I. Песни религиозно-духовного, национального содержания и праздничные.
II. Песни исторического содержания.
III. Колыбельные.
VI. Детские и школьные.
V. Любовные.
VI. Песни о женихе и невесте.
VII. Свадебные.
VIII. Семейные.
IX. Бытовые.
X. Солдатские.
XI. Разные.

          Добавим, что И.-Л. Каhан в своём сборнике говорит и о песнях-балладах, рабочих, песнях-загадках, юмористических и Пурим-песнях.
          Приведённая рубрикация может пересекаться с рубрикациями в фольклоре других народов, Но и в случае прямого совпадения помимо естественных отличий самого фольклорного материала есть специфические особенности, присущие исключительно еврейской тематике. Порой же речь идёт не только об особенностях, но и о диаметрально противоположных интерпретациях, скажем, как в пп. I, II, X.
          На заре еврейского музыковедения еврейские любовные песни (п. V) рассматривались под особым углом зрения. "Любовь — это
новое слово",— цитируют Ш. Гинзбург и П. Марек одного из еврейских писателей 70-х гг. XIX в. "И он был прав", — продолжают они, воспроизводя хорошо известные особенности еврейской традиции, замечая, что "любовный мотив как предтеча брака почти совершенно отсутствует в старинных песнях", в которых "любовь представляет собой нецензурное слово, которое можно произнести лишь после брака".

- _ЗАДАНИЕ_
Перепишите часть отрывка о еврейских песнях между словами «III. Колыбельные.» и «пп. I, II, X.» включительно и замените в ней «Солдатские» на «Армейские».

- _СТРОКИ_

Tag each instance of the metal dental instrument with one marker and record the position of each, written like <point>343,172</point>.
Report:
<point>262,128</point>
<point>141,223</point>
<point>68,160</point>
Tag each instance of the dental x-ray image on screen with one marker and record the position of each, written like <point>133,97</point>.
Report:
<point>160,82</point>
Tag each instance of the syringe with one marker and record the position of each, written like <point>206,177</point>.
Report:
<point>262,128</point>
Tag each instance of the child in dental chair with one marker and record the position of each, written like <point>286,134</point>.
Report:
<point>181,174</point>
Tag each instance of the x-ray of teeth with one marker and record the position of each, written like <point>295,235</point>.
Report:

- _ОТВЕТ_
III. Колыбельные.
VI. Детские и школьные.
V. Любовные.
VI. Песни о женихе и невесте.
VII. Свадебные.
VIII. Семейные.
IX. Бытовые.
X. Армейские.
XI. Разные.

          Добавим, что И.-Л. Каhан в своём сборнике говорит и о песнях-балладах, рабочих, песнях-загадках, юмористических и Пурим-песнях.
          Приведённая рубрикация может пересекаться с рубрикациями в фольклоре других народов, Но и в случае прямого совпадения помимо естественных отличий самого фольклорного материала есть специфические особенности, присущие исключительно еврейской тематике. Порой же речь идёт не только об особенностях, но и о диаметрально противоположных интерпретациях, скажем, как в пп. I, II, X.